> Текст для чтения
>>>

С конца 1750-х гг. жизнь Левицкого навсегда связана с Петербургом, и, подобно тому как Рокотов по праву считается главой московской школы портрета, так Левицкий возглавляет петербургскую школу. Он покидает Петербург ради Москвы лишь дважды. В 1762 г. вместе с Антроповым в качестве его подмастерья он исполняет портреты императрицы на триумфальных воротах, воздвигнутых в честь коронации. В 1766–1768 гг. он участвует в создании иконостаса двух московских храмов, также связанных с Екатериной, – церкви Кира и Иоанна на Солянке (в праздник этих святых произошел переворот 1762 г.) и церкви великомученицы Екатерины на Большой Ордынке (святой патронессы императрицы).
Напомним, что Алексей Антропов сформировался под началом Андрея Матвеева и Ивана Вишнякова в условиях еще средневековых цеховых представлений о труде художника, поэтому он занимался далеко не только портретом, но и монументально-декоративной живописью, в том числе театральной. Левицкий же, как и Рокотов, – только портретист. Он воплощает уже совсем новый тип живописца, с другим художественным мировоззрением. Левицкий во многом отошел от учителя, да и сам талант его был глубже, многограннее и масштабнее таланта Антропова; его портреты не страдают статикой, застылостью, жесткостью и прочими архаическими чертами. От своего учителя Левицкий взял только лучшее: прямоту и трезвость в оценке модели, серьезность и честность в ощущении своей роли и в подходе к своему труду.

<<<

> Исходные данные
>>>

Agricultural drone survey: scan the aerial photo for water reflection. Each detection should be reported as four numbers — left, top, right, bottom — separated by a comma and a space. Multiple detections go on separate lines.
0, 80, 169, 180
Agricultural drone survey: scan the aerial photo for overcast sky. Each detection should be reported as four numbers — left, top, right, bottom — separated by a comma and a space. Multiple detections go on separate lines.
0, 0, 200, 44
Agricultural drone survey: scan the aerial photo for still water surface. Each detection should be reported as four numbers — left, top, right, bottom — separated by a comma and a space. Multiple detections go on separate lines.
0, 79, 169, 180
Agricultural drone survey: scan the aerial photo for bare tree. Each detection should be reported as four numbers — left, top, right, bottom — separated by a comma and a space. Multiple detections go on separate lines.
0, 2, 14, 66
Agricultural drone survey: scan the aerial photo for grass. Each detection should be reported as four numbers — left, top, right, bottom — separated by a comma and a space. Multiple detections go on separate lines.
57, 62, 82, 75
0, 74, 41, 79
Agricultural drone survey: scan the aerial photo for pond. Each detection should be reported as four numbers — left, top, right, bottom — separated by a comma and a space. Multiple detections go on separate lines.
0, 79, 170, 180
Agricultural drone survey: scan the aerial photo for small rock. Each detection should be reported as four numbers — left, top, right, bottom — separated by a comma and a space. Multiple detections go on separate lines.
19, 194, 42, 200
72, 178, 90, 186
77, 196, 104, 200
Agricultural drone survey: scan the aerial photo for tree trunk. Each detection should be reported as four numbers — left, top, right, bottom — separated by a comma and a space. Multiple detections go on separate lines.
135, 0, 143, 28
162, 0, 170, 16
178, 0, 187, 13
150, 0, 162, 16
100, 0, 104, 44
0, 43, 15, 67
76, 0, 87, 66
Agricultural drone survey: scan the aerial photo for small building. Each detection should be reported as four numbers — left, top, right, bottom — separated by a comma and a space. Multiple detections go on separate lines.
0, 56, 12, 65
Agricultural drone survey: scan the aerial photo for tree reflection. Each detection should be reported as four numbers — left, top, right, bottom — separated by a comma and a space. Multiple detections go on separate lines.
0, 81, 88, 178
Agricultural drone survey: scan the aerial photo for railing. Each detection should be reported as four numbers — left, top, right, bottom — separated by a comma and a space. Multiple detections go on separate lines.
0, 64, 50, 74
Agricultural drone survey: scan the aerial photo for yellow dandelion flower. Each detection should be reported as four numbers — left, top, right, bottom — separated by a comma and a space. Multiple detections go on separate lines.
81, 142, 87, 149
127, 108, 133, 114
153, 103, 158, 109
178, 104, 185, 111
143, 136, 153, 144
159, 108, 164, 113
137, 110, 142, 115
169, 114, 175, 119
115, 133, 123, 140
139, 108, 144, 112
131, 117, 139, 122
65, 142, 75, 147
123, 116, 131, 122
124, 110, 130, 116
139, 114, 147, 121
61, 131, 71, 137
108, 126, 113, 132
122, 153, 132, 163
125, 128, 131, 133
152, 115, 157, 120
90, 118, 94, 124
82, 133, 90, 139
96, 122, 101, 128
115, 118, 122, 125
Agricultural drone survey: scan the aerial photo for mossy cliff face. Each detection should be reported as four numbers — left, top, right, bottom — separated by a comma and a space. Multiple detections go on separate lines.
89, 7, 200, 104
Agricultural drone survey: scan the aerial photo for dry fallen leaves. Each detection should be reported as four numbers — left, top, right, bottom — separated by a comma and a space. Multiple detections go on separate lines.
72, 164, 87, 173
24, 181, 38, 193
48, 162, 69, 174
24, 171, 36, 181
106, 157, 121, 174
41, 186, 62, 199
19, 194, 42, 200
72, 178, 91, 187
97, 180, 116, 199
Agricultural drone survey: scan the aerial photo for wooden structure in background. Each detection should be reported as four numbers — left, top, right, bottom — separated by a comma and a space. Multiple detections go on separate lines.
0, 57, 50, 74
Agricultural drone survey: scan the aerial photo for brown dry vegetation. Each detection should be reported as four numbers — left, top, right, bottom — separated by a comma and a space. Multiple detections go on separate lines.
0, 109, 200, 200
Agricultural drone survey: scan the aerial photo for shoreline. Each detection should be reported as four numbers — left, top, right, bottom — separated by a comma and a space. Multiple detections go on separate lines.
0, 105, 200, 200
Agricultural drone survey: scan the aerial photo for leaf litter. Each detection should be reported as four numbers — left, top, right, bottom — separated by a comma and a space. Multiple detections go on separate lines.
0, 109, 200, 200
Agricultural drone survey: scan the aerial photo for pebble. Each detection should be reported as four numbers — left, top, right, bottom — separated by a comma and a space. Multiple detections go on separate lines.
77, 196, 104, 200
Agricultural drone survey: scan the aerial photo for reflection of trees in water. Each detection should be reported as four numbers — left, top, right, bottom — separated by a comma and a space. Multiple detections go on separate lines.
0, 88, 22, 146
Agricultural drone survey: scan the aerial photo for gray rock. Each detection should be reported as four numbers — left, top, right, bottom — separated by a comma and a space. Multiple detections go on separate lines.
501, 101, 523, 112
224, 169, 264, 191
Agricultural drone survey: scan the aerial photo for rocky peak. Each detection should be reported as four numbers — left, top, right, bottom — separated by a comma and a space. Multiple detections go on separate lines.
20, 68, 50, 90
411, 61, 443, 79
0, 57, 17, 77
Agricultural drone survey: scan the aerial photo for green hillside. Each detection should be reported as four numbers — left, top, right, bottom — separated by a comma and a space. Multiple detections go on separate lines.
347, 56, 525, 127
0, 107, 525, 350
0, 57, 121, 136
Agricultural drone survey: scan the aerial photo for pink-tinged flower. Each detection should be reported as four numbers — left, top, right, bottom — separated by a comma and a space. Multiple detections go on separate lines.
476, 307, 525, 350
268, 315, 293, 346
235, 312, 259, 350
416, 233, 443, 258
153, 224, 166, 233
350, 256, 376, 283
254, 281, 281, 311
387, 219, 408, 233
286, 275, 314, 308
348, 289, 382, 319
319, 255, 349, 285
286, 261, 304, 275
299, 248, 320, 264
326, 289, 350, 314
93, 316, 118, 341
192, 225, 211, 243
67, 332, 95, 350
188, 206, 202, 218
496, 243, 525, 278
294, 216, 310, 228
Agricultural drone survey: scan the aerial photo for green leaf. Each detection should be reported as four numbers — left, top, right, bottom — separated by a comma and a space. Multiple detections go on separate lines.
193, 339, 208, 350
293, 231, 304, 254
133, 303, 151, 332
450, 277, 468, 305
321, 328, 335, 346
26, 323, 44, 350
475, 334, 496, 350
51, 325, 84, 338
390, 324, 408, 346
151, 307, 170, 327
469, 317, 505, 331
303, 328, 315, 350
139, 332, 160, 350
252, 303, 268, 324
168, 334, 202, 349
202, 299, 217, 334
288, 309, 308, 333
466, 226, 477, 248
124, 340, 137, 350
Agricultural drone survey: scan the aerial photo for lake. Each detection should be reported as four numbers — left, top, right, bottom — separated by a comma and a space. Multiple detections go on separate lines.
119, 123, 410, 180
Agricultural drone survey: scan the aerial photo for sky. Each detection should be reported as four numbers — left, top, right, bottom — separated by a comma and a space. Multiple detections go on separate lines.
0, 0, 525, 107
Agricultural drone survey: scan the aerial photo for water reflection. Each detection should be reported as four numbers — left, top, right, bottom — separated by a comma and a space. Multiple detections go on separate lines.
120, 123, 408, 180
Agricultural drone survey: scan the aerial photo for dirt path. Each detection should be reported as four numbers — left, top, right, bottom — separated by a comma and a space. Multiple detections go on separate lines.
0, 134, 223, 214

<<<

> Задания
#1 Пожалуйста, воспроизведите дословно отрывок из текста о Левицком, начиная со слов «Напомним, что Алексей» и продолжая вплоть до слов «к своему труду.».
#2 Под чьим началом, согласно тексту о Левицком, сформировался Алексей Антропов?
#3 Назовите все архаические черты, которые текст о Левицком прямо перечисляет как отсутствующие в его портретах.
Для ответов используйте только текст о Левицком.

> Ответы
#1
Напомним, что Алексей Антропов сформировался под началом Андрея Матвеева и Ивана Вишнякова в условиях еще средневековых цеховых представлений о труде художника, поэтому он занимался далеко не только портретом, но и монументально-декоративной живописью, в том числе театральной. Левицкий же, как и Рокотов, – только портретист. Он воплощает уже совсем новый тип живописца, с другим художественным мировоззрением. Левицкий во многом отошел от учителя, да и сам талант его был глубже, многограннее и масштабнее таланта Антропова; его портреты не страдают статикой, застылостью, жесткостью и прочими архаическими чертами. От своего учителя Левицкий взял только лучшее: прямоту и трезвость в оценке модели, серьезность и честность в ощущении своей роли и в подходе к своему труду.

#2 Под началом Андрея Матвеева и Ивана Вишнякова.

#3 Статика, застылость, жесткость.